Selected extract

══════════════════════════════

Project/Area Number |
05680294
|
Research Category |
Grant-in-Aid for General Scientific Research (C)
|
Allocation Type | Single-year Grants |
Research Field |
Intelligent informatics
|
Research Institution | Shinshu University |
Principal Investigator |
MATSUMOTO Hiroshi Shinshu University, Faculty of Engineering, Professor, 工学部・電気電子工学科, 教授 (60005452)
|
Project Period (FY) |
1993 – 1994
|
Project Status |
Completed (Fiscal Year 1994)
|
Budget Amount *help |
¥1,800,000 (Direct Cost: ¥1,800,000)
Fiscal Year 1994: ¥300,000 (Direct Cost: ¥300,000)
Fiscal Year 1993: ¥1,500,000 (Direct Cost: ¥1,500,000)

══════════════════════════════

Task input
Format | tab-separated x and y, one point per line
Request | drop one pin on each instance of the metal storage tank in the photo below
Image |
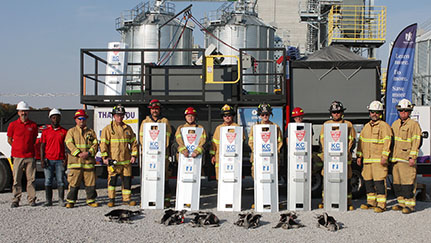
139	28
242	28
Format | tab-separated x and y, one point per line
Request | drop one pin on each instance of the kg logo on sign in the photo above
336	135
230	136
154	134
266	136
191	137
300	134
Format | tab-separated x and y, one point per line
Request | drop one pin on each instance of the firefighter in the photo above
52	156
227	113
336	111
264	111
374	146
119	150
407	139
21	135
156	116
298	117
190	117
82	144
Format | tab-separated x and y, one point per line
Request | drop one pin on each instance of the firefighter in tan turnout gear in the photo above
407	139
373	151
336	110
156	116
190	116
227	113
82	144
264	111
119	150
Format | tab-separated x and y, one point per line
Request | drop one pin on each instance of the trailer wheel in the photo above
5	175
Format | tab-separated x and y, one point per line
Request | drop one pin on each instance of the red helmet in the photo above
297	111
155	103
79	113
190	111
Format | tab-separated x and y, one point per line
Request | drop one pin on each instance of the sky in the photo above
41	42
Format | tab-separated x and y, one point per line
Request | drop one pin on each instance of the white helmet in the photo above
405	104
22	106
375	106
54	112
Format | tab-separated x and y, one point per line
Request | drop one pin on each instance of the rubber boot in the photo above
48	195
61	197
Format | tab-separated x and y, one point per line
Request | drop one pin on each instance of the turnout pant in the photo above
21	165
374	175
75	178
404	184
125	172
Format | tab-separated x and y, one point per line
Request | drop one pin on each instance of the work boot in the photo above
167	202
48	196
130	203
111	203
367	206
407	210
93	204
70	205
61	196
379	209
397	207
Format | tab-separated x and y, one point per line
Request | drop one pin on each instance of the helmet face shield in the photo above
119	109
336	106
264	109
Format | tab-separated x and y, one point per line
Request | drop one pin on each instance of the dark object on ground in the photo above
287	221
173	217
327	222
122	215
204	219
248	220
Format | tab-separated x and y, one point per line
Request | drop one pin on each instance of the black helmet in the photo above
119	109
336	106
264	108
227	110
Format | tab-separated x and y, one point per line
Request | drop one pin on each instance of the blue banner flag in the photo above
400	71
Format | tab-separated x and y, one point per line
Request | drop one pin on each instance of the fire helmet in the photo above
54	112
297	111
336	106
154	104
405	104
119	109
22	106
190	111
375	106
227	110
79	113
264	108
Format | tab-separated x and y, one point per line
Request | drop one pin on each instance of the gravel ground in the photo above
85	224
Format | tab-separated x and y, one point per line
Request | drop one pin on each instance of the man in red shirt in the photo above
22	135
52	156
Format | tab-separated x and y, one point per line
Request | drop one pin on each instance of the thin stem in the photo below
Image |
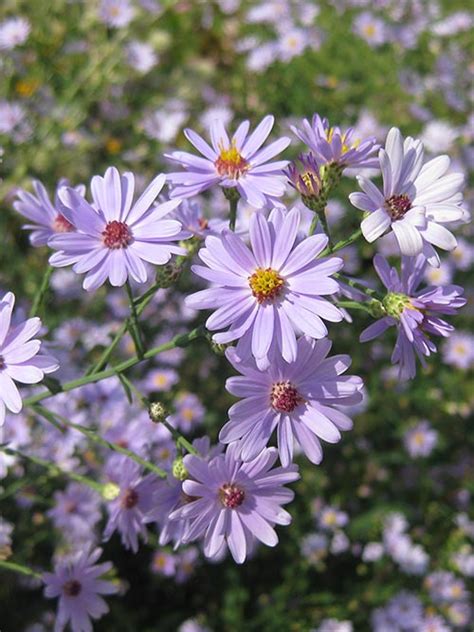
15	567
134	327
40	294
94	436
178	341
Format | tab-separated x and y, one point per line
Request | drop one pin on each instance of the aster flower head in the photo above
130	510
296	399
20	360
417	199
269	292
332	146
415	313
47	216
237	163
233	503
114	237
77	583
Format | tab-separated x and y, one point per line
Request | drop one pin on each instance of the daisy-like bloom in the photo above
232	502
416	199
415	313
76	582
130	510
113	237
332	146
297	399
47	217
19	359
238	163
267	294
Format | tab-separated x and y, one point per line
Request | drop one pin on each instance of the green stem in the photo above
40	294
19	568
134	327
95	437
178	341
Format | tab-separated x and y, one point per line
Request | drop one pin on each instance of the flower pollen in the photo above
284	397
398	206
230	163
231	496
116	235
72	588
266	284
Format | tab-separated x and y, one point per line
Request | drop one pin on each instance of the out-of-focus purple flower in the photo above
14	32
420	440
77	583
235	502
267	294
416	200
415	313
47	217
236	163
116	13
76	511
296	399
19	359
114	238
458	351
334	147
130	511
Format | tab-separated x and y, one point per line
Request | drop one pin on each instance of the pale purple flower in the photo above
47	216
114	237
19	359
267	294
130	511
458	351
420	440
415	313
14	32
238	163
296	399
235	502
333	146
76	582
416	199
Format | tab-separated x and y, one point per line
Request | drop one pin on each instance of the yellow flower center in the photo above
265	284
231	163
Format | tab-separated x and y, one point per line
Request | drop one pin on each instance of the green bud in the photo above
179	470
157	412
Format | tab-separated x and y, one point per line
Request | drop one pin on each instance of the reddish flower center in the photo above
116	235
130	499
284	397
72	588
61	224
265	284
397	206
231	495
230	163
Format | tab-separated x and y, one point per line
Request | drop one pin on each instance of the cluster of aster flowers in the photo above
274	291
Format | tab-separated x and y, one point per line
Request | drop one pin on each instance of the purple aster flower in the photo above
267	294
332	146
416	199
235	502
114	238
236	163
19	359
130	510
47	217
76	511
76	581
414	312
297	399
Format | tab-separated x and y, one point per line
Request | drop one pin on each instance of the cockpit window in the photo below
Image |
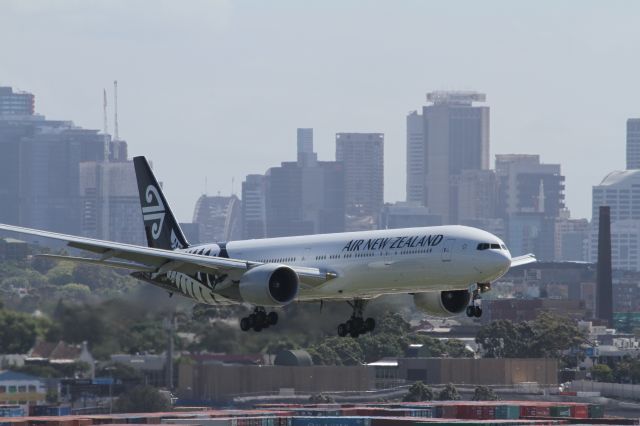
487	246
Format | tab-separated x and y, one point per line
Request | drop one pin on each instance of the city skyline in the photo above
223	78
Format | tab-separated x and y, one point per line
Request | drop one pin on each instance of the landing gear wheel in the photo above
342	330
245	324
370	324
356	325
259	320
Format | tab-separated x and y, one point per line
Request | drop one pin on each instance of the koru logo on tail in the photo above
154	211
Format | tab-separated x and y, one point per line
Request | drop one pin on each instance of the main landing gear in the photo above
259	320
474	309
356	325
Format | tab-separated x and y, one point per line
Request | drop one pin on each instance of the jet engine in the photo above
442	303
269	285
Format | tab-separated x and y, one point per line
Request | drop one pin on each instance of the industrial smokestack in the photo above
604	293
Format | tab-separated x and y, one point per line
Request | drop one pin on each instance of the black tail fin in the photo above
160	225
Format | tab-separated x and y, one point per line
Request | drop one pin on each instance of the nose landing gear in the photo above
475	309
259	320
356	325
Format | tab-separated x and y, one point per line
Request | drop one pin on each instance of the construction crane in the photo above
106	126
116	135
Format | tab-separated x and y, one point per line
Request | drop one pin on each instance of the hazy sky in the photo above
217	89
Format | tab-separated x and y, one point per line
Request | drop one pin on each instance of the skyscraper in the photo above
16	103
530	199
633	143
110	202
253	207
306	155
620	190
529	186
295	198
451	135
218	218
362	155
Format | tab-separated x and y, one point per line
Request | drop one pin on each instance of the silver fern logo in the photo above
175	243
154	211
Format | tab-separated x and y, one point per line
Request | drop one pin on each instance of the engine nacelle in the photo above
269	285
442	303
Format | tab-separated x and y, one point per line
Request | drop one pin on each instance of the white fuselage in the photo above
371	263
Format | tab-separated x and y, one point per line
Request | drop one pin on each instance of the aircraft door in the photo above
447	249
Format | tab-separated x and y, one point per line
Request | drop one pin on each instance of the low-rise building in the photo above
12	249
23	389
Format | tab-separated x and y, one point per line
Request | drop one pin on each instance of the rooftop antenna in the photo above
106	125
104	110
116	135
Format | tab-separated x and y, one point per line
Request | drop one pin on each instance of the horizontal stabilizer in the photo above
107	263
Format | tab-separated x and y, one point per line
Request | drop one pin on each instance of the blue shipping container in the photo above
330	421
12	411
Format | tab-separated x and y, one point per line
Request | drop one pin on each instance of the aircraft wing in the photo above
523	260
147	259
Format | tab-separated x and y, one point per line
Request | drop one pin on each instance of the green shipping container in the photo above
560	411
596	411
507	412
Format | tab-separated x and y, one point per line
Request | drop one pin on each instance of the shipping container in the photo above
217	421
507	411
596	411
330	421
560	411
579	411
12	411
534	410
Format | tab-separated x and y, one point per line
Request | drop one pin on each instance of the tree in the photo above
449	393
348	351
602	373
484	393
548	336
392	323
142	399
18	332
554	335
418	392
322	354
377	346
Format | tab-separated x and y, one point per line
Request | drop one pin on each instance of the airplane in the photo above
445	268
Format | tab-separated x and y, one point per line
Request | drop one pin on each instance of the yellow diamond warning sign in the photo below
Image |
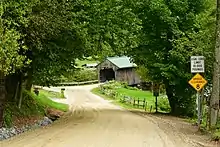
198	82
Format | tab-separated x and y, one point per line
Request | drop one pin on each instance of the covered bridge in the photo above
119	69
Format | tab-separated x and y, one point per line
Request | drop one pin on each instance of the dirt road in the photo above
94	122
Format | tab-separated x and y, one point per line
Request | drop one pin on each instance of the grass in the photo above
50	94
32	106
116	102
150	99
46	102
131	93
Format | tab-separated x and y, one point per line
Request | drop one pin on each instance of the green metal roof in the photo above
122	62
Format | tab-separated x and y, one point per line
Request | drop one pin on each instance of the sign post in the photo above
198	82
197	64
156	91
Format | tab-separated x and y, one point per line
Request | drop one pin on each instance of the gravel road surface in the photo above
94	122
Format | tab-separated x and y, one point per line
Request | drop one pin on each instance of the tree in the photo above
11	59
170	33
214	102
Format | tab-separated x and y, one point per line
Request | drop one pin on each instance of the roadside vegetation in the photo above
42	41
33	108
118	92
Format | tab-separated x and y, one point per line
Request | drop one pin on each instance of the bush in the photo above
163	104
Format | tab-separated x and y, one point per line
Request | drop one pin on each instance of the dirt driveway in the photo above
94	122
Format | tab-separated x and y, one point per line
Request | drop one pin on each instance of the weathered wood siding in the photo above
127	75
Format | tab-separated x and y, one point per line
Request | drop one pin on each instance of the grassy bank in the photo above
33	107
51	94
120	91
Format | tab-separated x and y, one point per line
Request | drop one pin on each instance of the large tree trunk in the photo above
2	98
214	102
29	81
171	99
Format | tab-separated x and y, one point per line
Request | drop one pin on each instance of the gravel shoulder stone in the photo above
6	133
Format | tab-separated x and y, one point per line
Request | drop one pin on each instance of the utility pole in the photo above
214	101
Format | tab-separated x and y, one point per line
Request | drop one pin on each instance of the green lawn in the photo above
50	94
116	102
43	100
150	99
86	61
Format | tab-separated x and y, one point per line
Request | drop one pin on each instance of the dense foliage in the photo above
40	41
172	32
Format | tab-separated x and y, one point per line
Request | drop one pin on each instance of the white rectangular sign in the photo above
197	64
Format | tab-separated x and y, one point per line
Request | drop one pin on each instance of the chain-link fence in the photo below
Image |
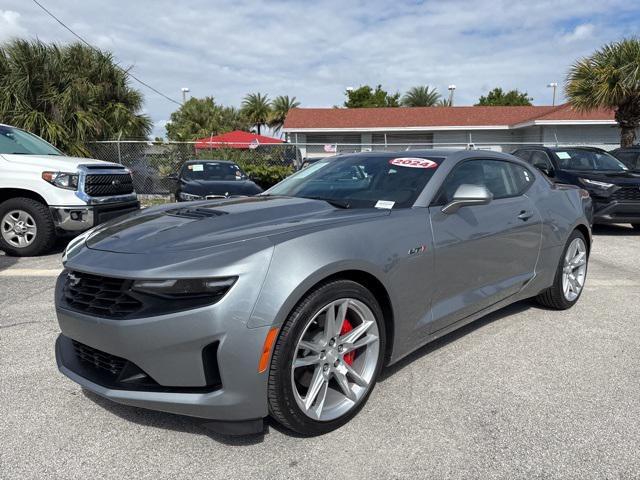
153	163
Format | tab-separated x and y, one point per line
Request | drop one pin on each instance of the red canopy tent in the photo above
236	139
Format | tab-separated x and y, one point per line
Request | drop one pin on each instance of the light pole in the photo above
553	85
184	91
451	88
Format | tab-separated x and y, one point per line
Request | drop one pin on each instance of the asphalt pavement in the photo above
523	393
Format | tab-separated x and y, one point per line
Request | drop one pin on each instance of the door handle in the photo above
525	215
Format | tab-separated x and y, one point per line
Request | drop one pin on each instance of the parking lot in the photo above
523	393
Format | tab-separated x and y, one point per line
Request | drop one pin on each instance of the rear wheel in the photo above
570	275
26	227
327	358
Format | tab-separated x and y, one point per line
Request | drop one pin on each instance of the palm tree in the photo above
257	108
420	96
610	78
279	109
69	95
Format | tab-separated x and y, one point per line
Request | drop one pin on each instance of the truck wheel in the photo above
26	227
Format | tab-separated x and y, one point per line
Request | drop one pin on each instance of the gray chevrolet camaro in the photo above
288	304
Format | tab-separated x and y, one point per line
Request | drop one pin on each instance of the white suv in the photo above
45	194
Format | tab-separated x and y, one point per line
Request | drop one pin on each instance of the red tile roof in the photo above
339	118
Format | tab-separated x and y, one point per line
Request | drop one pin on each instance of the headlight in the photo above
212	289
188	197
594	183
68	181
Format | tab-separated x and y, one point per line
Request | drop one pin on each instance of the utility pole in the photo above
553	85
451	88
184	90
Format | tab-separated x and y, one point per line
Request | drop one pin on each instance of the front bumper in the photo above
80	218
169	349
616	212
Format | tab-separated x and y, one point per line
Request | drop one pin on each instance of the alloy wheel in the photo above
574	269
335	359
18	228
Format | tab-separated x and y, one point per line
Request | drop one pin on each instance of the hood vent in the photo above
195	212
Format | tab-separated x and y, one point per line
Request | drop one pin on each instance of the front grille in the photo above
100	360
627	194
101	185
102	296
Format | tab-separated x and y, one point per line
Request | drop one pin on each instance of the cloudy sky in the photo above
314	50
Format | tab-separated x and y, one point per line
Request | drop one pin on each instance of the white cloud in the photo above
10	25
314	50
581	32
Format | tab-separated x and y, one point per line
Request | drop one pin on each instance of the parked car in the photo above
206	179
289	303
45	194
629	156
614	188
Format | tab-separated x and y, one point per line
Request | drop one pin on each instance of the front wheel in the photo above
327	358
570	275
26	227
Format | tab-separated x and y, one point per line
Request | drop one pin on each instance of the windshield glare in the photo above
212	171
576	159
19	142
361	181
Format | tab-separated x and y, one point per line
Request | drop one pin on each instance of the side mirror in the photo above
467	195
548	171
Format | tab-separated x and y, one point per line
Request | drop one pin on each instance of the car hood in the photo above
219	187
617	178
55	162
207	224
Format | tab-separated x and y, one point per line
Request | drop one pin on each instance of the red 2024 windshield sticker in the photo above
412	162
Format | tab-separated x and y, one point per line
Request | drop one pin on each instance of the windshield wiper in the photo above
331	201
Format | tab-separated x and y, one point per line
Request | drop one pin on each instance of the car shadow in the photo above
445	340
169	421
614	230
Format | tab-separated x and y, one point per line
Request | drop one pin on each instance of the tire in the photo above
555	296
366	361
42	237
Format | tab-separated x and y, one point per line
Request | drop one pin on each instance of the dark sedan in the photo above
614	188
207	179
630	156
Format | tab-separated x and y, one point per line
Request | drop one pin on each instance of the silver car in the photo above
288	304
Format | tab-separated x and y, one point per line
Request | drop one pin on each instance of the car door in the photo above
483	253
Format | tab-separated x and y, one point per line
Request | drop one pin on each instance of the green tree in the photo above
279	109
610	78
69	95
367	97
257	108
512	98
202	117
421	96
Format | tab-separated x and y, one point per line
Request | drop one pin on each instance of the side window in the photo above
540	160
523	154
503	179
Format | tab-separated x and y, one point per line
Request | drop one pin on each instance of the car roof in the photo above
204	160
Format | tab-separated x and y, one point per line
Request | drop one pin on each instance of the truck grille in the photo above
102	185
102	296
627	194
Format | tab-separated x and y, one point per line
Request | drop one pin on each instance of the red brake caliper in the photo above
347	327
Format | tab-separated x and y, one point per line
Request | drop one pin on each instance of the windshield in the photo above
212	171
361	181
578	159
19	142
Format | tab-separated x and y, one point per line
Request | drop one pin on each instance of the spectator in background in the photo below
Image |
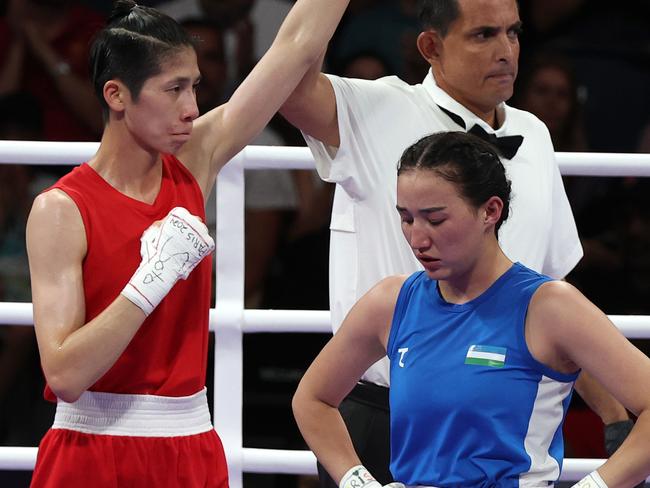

══════════════════════════════

Exercise requirements
1. Reproduce everything in the grant listing from "Project/Area Number |" down to "工学部・電気電子工学科, 教授 (60005452)".
2. Report each line of the records that contains the string "shipping".
The grant listing and the records have no connection to each other.

Results of the tasks
1.
Project/Area Number |
05680294
|
Research Category |
Grant-in-Aid for General Scientific Research (C)
|
Allocation Type | Single-year Grants |
Research Field |
Intelligent informatics
|
Research Institution | Shinshu University |
Principal Investigator |
MATSUMOTO Hiroshi Shinshu University, Faculty of Engineering, Professor, 工学部・電気電子工学科, 教授 (60005452)

2.
Request | drop one pin on each instance of the blue shipping container in the photo above
Request | drop one pin on each instance of the green shipping container in the photo above
Request | drop one pin on each instance of the shipping container in the photo above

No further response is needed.